● **Detection examples**:
- - - -

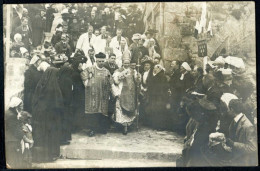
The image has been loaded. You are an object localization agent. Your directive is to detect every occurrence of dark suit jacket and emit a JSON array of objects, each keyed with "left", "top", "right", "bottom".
[
  {"left": 55, "top": 41, "right": 72, "bottom": 58},
  {"left": 5, "top": 109, "right": 23, "bottom": 144},
  {"left": 229, "top": 114, "right": 257, "bottom": 166}
]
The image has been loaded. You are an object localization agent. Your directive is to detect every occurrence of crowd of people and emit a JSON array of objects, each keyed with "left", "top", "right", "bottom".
[{"left": 5, "top": 4, "right": 257, "bottom": 166}]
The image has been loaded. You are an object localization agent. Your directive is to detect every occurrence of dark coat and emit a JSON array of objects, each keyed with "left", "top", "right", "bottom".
[
  {"left": 5, "top": 108, "right": 24, "bottom": 168},
  {"left": 145, "top": 71, "right": 169, "bottom": 129},
  {"left": 131, "top": 46, "right": 149, "bottom": 64},
  {"left": 24, "top": 65, "right": 42, "bottom": 113},
  {"left": 51, "top": 34, "right": 61, "bottom": 47},
  {"left": 59, "top": 66, "right": 73, "bottom": 141},
  {"left": 32, "top": 14, "right": 46, "bottom": 47},
  {"left": 32, "top": 67, "right": 64, "bottom": 161},
  {"left": 170, "top": 71, "right": 194, "bottom": 106},
  {"left": 229, "top": 115, "right": 257, "bottom": 166},
  {"left": 15, "top": 26, "right": 32, "bottom": 51},
  {"left": 46, "top": 7, "right": 56, "bottom": 32},
  {"left": 55, "top": 41, "right": 72, "bottom": 58},
  {"left": 71, "top": 68, "right": 85, "bottom": 128},
  {"left": 5, "top": 108, "right": 24, "bottom": 142},
  {"left": 104, "top": 61, "right": 118, "bottom": 75}
]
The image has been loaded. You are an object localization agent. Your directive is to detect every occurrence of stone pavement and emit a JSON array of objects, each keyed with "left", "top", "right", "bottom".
[
  {"left": 33, "top": 159, "right": 176, "bottom": 169},
  {"left": 33, "top": 128, "right": 183, "bottom": 168}
]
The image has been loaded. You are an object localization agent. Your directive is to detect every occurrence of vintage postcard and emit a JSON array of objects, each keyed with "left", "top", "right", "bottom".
[{"left": 3, "top": 1, "right": 258, "bottom": 169}]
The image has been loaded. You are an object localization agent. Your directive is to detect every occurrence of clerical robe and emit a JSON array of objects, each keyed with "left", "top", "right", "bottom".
[
  {"left": 32, "top": 67, "right": 64, "bottom": 162},
  {"left": 76, "top": 33, "right": 96, "bottom": 55},
  {"left": 81, "top": 65, "right": 112, "bottom": 116},
  {"left": 24, "top": 65, "right": 42, "bottom": 113},
  {"left": 93, "top": 35, "right": 107, "bottom": 54},
  {"left": 112, "top": 68, "right": 140, "bottom": 126}
]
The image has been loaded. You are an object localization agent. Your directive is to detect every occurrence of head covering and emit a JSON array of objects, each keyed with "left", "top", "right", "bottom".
[
  {"left": 122, "top": 51, "right": 131, "bottom": 61},
  {"left": 199, "top": 97, "right": 217, "bottom": 110},
  {"left": 121, "top": 15, "right": 126, "bottom": 19},
  {"left": 154, "top": 53, "right": 161, "bottom": 59},
  {"left": 9, "top": 97, "right": 23, "bottom": 108},
  {"left": 14, "top": 33, "right": 22, "bottom": 42},
  {"left": 20, "top": 47, "right": 28, "bottom": 55},
  {"left": 95, "top": 52, "right": 106, "bottom": 59},
  {"left": 132, "top": 33, "right": 141, "bottom": 40},
  {"left": 220, "top": 93, "right": 238, "bottom": 107},
  {"left": 45, "top": 4, "right": 50, "bottom": 9},
  {"left": 141, "top": 34, "right": 146, "bottom": 40},
  {"left": 141, "top": 55, "right": 153, "bottom": 65},
  {"left": 213, "top": 56, "right": 225, "bottom": 65},
  {"left": 145, "top": 29, "right": 158, "bottom": 35},
  {"left": 181, "top": 62, "right": 191, "bottom": 71},
  {"left": 104, "top": 8, "right": 109, "bottom": 12},
  {"left": 224, "top": 56, "right": 245, "bottom": 69},
  {"left": 219, "top": 68, "right": 232, "bottom": 76},
  {"left": 23, "top": 8, "right": 28, "bottom": 12},
  {"left": 56, "top": 27, "right": 63, "bottom": 32},
  {"left": 92, "top": 7, "right": 97, "bottom": 11},
  {"left": 29, "top": 55, "right": 40, "bottom": 65},
  {"left": 114, "top": 5, "right": 121, "bottom": 9},
  {"left": 61, "top": 8, "right": 69, "bottom": 14}
]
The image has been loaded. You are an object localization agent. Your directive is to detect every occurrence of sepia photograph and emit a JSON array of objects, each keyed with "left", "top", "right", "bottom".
[{"left": 3, "top": 1, "right": 258, "bottom": 169}]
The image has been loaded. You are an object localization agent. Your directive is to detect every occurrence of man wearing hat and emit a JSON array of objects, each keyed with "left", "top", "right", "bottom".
[
  {"left": 144, "top": 29, "right": 161, "bottom": 55},
  {"left": 112, "top": 57, "right": 141, "bottom": 135},
  {"left": 32, "top": 10, "right": 46, "bottom": 47},
  {"left": 54, "top": 33, "right": 72, "bottom": 58},
  {"left": 76, "top": 25, "right": 96, "bottom": 54},
  {"left": 110, "top": 29, "right": 128, "bottom": 57},
  {"left": 177, "top": 98, "right": 217, "bottom": 167},
  {"left": 24, "top": 55, "right": 42, "bottom": 113},
  {"left": 14, "top": 17, "right": 32, "bottom": 51},
  {"left": 81, "top": 52, "right": 112, "bottom": 136},
  {"left": 129, "top": 33, "right": 141, "bottom": 52},
  {"left": 71, "top": 55, "right": 87, "bottom": 131},
  {"left": 5, "top": 97, "right": 24, "bottom": 168},
  {"left": 51, "top": 25, "right": 63, "bottom": 47},
  {"left": 93, "top": 26, "right": 107, "bottom": 53}
]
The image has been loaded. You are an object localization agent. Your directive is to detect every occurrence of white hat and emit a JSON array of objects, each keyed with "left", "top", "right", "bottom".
[
  {"left": 220, "top": 93, "right": 238, "bottom": 107},
  {"left": 141, "top": 34, "right": 146, "bottom": 40},
  {"left": 104, "top": 8, "right": 109, "bottom": 12},
  {"left": 213, "top": 56, "right": 226, "bottom": 64},
  {"left": 56, "top": 27, "right": 63, "bottom": 32},
  {"left": 219, "top": 68, "right": 232, "bottom": 75},
  {"left": 71, "top": 9, "right": 77, "bottom": 14},
  {"left": 121, "top": 15, "right": 126, "bottom": 19},
  {"left": 14, "top": 33, "right": 22, "bottom": 42},
  {"left": 181, "top": 62, "right": 191, "bottom": 71},
  {"left": 23, "top": 8, "right": 28, "bottom": 12},
  {"left": 132, "top": 33, "right": 141, "bottom": 40},
  {"left": 224, "top": 56, "right": 245, "bottom": 69},
  {"left": 45, "top": 4, "right": 50, "bottom": 9},
  {"left": 29, "top": 55, "right": 40, "bottom": 65},
  {"left": 9, "top": 97, "right": 23, "bottom": 108},
  {"left": 20, "top": 47, "right": 28, "bottom": 55},
  {"left": 61, "top": 8, "right": 69, "bottom": 14}
]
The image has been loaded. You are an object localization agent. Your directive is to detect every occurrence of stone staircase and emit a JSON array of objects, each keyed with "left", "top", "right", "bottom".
[{"left": 33, "top": 128, "right": 183, "bottom": 168}]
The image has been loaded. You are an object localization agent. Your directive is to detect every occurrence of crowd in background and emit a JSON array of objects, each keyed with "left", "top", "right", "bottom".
[{"left": 5, "top": 4, "right": 257, "bottom": 166}]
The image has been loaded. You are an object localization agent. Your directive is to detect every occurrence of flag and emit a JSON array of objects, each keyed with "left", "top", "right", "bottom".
[
  {"left": 194, "top": 21, "right": 200, "bottom": 39},
  {"left": 207, "top": 20, "right": 213, "bottom": 36}
]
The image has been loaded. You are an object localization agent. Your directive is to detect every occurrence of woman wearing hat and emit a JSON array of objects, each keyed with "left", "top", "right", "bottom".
[
  {"left": 144, "top": 65, "right": 169, "bottom": 129},
  {"left": 5, "top": 97, "right": 24, "bottom": 168},
  {"left": 112, "top": 58, "right": 140, "bottom": 135},
  {"left": 81, "top": 52, "right": 113, "bottom": 136}
]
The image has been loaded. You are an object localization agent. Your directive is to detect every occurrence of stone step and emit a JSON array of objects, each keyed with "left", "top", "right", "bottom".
[
  {"left": 32, "top": 159, "right": 176, "bottom": 169},
  {"left": 61, "top": 129, "right": 183, "bottom": 162}
]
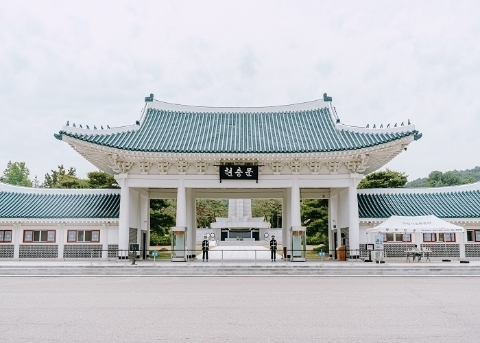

- - - -

● **GIVEN TASK**: Please count the lines of the entries above that contain the string "wearing", treating case as significant, and reply with the number alone.

● **EXERCISE ANSWER**: 2